| Written exercise 1 |
In the essay on Japanese American internment, rewrite the paragraph beginning "There was no genuine reason" as a short bulleted list that keeps its main facts.
| Written exercise 2 |
Carry on the essay about Japanese American internment, starting after its final sentence.

A day lost on most, Feb. 19, marks the 77th anniversary of the Japanese American Internment, also known as Remembrance Day.

President Franklin D. Roosevelt signed Executive Order 9066 on February 19, 1942, which forced 120,000 people of Japanese ancestry into internment camps, including children.

This included my great-grandpa, Henry Ishikawa, and his family who were interned at the Granada Camp, later renamed Camp Amache, in Colorado.

It may feel so far removed, having happened in 1942, but it really wasn’t that long ago. 

It was my great-grandparents. 

There is so much to be learned from what happened. Here are some of the many lessons we should learn from them:

1. Oppose legislation that forces people to register on a list

After FDR’s executive order, Japanese Americans were not only rounded up and forced into internment camps, but they also had to register on a national list.

This list is still accessible today on the National Archives website. They singled people out and essentially handed out their                          information. 

This literally violates the Constitution, but was done in the name of “public safety.” Sound familiar? It should. 

2. Don’t let fear rule our country; have empathy

There was no genuine reason for the internment outside of fear. People were afraid of the chance that their friendly Japanese American neighbor who had a business, farm and children was secretly a spy.

But there was no background done. This fear was baseless. It was based on how someone looked, instead of actual facts.

| Material provided |
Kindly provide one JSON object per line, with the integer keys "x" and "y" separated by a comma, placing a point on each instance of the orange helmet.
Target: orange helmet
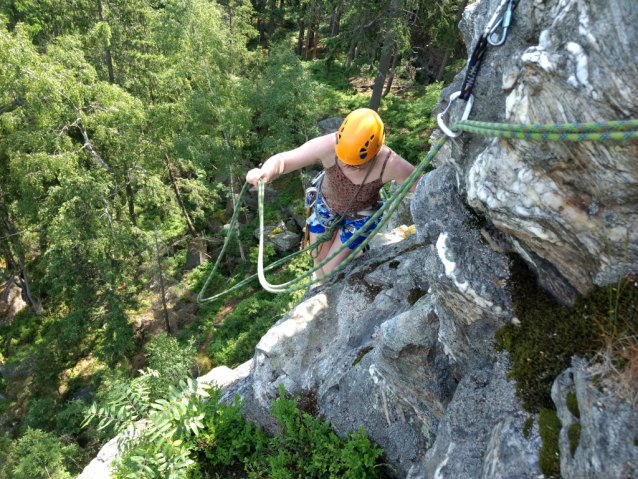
{"x": 359, "y": 137}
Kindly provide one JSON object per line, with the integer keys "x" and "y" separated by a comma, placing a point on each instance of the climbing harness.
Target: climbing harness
{"x": 576, "y": 132}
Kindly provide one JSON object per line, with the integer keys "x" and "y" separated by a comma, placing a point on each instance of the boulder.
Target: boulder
{"x": 98, "y": 468}
{"x": 608, "y": 426}
{"x": 468, "y": 277}
{"x": 11, "y": 303}
{"x": 574, "y": 204}
{"x": 480, "y": 435}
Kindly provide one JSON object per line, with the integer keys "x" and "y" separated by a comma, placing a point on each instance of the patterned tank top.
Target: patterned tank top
{"x": 338, "y": 190}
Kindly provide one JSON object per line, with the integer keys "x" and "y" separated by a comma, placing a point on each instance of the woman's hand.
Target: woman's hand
{"x": 254, "y": 175}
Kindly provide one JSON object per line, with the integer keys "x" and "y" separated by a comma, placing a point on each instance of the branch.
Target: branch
{"x": 25, "y": 231}
{"x": 89, "y": 147}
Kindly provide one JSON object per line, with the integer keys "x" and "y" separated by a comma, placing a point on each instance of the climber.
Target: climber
{"x": 352, "y": 181}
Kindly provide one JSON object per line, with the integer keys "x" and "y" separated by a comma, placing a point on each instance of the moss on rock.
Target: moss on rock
{"x": 573, "y": 434}
{"x": 572, "y": 404}
{"x": 549, "y": 456}
{"x": 542, "y": 346}
{"x": 527, "y": 427}
{"x": 415, "y": 294}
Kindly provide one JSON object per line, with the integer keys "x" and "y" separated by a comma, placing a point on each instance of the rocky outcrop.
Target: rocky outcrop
{"x": 599, "y": 434}
{"x": 574, "y": 205}
{"x": 401, "y": 341}
{"x": 11, "y": 303}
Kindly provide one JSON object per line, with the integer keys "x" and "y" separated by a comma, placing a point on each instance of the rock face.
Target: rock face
{"x": 11, "y": 303}
{"x": 575, "y": 205}
{"x": 401, "y": 341}
{"x": 608, "y": 444}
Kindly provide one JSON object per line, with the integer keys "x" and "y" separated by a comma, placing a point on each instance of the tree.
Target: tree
{"x": 386, "y": 54}
{"x": 41, "y": 455}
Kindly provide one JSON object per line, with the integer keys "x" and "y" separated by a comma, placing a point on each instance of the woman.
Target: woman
{"x": 354, "y": 154}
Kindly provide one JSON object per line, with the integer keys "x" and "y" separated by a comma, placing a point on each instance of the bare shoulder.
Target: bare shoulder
{"x": 397, "y": 168}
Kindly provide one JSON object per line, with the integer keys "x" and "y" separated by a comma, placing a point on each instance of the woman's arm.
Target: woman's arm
{"x": 282, "y": 163}
{"x": 398, "y": 170}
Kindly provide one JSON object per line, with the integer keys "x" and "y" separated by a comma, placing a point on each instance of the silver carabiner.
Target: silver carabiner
{"x": 466, "y": 114}
{"x": 504, "y": 21}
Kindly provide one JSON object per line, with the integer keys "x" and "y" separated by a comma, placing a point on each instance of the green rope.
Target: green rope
{"x": 598, "y": 131}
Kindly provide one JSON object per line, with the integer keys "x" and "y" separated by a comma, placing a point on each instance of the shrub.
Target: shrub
{"x": 307, "y": 447}
{"x": 172, "y": 361}
{"x": 41, "y": 455}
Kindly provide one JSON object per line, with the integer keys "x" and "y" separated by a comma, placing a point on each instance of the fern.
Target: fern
{"x": 154, "y": 436}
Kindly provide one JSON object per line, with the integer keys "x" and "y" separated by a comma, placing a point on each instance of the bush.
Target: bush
{"x": 171, "y": 360}
{"x": 41, "y": 414}
{"x": 41, "y": 455}
{"x": 307, "y": 447}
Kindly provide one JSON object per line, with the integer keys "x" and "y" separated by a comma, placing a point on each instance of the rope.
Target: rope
{"x": 598, "y": 131}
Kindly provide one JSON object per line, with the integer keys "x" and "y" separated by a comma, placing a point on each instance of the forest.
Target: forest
{"x": 126, "y": 128}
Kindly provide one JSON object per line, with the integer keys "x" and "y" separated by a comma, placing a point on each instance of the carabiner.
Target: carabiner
{"x": 466, "y": 114}
{"x": 504, "y": 21}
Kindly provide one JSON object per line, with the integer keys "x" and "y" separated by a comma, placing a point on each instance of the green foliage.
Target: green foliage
{"x": 41, "y": 455}
{"x": 411, "y": 122}
{"x": 269, "y": 253}
{"x": 549, "y": 427}
{"x": 573, "y": 434}
{"x": 171, "y": 360}
{"x": 70, "y": 417}
{"x": 41, "y": 414}
{"x": 234, "y": 341}
{"x": 227, "y": 439}
{"x": 156, "y": 435}
{"x": 307, "y": 447}
{"x": 527, "y": 427}
{"x": 286, "y": 102}
{"x": 550, "y": 334}
{"x": 178, "y": 427}
{"x": 572, "y": 404}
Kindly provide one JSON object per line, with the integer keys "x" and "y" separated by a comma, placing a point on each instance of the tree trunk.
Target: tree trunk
{"x": 24, "y": 284}
{"x": 394, "y": 67}
{"x": 312, "y": 12}
{"x": 300, "y": 39}
{"x": 376, "y": 52}
{"x": 271, "y": 24}
{"x": 235, "y": 206}
{"x": 159, "y": 265}
{"x": 353, "y": 45}
{"x": 109, "y": 60}
{"x": 316, "y": 41}
{"x": 335, "y": 26}
{"x": 384, "y": 62}
{"x": 131, "y": 203}
{"x": 446, "y": 57}
{"x": 191, "y": 229}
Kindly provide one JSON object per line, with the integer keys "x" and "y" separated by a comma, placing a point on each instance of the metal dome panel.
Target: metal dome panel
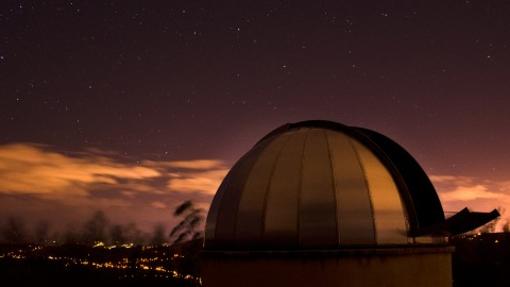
{"x": 321, "y": 185}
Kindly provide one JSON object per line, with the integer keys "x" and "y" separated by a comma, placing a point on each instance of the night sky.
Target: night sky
{"x": 133, "y": 106}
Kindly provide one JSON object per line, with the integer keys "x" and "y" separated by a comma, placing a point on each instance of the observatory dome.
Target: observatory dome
{"x": 322, "y": 185}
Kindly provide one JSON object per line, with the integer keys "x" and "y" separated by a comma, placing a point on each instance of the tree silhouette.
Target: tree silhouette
{"x": 158, "y": 235}
{"x": 118, "y": 234}
{"x": 191, "y": 219}
{"x": 41, "y": 232}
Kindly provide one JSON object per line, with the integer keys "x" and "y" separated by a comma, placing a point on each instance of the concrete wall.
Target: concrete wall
{"x": 411, "y": 269}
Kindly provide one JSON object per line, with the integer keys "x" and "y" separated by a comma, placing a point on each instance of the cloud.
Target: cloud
{"x": 206, "y": 182}
{"x": 159, "y": 204}
{"x": 457, "y": 192}
{"x": 469, "y": 193}
{"x": 34, "y": 169}
{"x": 38, "y": 181}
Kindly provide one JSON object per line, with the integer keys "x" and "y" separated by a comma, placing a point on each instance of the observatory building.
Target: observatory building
{"x": 318, "y": 203}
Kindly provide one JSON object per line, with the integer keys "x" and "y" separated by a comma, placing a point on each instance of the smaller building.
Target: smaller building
{"x": 320, "y": 203}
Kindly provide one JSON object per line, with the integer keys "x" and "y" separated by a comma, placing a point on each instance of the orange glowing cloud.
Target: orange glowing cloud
{"x": 40, "y": 171}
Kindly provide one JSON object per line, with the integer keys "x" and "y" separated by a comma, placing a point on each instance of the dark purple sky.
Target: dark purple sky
{"x": 110, "y": 105}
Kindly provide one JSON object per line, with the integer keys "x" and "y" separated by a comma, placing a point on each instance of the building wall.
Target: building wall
{"x": 415, "y": 269}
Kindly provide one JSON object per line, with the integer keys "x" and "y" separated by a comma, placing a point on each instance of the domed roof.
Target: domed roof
{"x": 320, "y": 184}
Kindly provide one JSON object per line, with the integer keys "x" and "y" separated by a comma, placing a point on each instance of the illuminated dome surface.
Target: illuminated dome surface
{"x": 319, "y": 185}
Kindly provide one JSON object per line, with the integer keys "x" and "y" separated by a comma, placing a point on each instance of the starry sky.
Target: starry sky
{"x": 133, "y": 106}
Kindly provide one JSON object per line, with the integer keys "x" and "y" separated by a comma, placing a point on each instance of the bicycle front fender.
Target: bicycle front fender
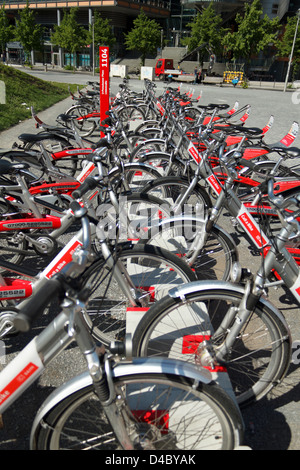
{"x": 136, "y": 367}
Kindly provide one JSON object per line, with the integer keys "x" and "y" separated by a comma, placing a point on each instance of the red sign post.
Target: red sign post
{"x": 104, "y": 82}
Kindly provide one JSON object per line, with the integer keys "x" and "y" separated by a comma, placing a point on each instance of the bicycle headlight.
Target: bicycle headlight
{"x": 236, "y": 272}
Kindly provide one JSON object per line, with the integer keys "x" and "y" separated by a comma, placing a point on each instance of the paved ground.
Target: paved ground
{"x": 272, "y": 423}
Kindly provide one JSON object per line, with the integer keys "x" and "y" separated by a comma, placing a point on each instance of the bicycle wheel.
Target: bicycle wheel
{"x": 172, "y": 188}
{"x": 188, "y": 329}
{"x": 163, "y": 162}
{"x": 152, "y": 271}
{"x": 181, "y": 236}
{"x": 163, "y": 413}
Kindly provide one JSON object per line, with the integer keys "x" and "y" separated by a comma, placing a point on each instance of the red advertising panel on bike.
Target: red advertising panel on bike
{"x": 104, "y": 82}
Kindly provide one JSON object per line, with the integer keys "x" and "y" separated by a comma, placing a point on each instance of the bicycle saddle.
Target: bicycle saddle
{"x": 290, "y": 152}
{"x": 7, "y": 168}
{"x": 212, "y": 106}
{"x": 39, "y": 137}
{"x": 249, "y": 131}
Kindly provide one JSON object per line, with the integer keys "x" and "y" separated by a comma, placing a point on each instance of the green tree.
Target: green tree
{"x": 254, "y": 32}
{"x": 6, "y": 30}
{"x": 284, "y": 44}
{"x": 28, "y": 32}
{"x": 103, "y": 33}
{"x": 207, "y": 29}
{"x": 69, "y": 34}
{"x": 144, "y": 36}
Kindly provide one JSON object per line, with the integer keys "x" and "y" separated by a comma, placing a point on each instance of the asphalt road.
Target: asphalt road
{"x": 271, "y": 424}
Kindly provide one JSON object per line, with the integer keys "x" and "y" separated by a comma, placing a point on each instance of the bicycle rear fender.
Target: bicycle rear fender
{"x": 199, "y": 224}
{"x": 200, "y": 286}
{"x": 137, "y": 366}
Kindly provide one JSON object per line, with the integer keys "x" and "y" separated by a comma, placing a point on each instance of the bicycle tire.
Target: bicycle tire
{"x": 259, "y": 358}
{"x": 214, "y": 260}
{"x": 170, "y": 188}
{"x": 167, "y": 412}
{"x": 153, "y": 271}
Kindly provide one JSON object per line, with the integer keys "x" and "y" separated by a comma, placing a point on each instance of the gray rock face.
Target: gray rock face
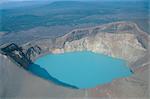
{"x": 120, "y": 39}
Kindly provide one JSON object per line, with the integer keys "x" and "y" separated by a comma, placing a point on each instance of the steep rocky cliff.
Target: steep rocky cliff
{"x": 119, "y": 39}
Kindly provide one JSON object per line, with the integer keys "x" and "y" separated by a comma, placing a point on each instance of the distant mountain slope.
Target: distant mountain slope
{"x": 73, "y": 13}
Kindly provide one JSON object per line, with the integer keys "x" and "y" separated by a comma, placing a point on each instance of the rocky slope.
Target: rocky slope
{"x": 119, "y": 39}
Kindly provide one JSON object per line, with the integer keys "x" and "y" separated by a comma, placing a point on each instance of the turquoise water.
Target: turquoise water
{"x": 80, "y": 69}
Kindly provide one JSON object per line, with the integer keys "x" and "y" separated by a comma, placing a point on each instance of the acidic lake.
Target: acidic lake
{"x": 80, "y": 69}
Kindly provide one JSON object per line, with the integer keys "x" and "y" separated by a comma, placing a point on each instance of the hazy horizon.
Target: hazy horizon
{"x": 5, "y": 1}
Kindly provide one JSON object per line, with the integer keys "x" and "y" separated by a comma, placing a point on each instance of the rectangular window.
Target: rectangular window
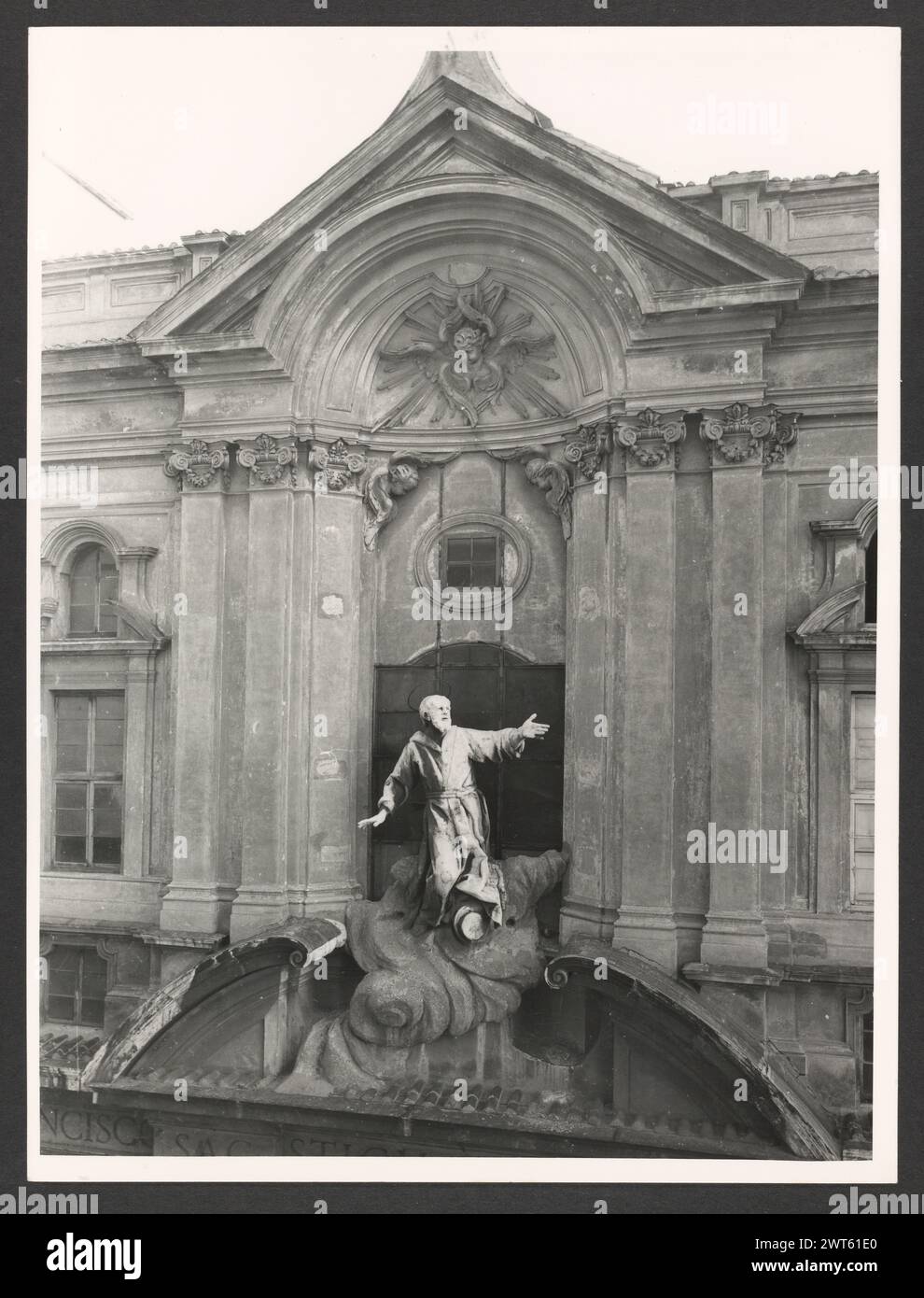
{"x": 738, "y": 213}
{"x": 470, "y": 561}
{"x": 861, "y": 797}
{"x": 77, "y": 987}
{"x": 866, "y": 1059}
{"x": 89, "y": 753}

| Task output 1 |
- Fear was the only reason for the internment.
- People feared that a friendly Japanese American neighbor with a business, a farm and children might secretly be a spy.

| Task output 2 |
It was too much of a risk to let 120,000 people just exist for the few that might, just maybe, be spies. 

Just have a little empathy. Can you imagine being systematically villainized for your existence? Could you imagine being forced out of your own home for nothing more than existing?

3. Don’t be complicit; speak up

So many people question why people in Nazi Germany didn’t speak out, but why didn’t anyone speak out here? 

The president is one man who serves us, the people. Our voices have power, and we must not sit by idly while others suffer. 

4. Own up to your own mistakes, and don’t wait for others to call you out for an apology

It wasn’t until 46 years after the last internment camp was closed that those who were interned were finally issued an apology and were given compensation money in 1988.

This didn’t come easy though, those who either were interned or had family interned had to fight for this. They campaigned for nearly 10 years to receive a formal apology. President Ronald Reagan signed the Civil Liberties Act. 

Unfortunately, it was already too late for many. 

My great-grandfather never saw his government apologize. He never received any compensation. He died before he could see any of that.

5. Those who are different aren’t the enemy

Do I really have to explain this one? Just because someone is different doesn’t immediately make them the enemy.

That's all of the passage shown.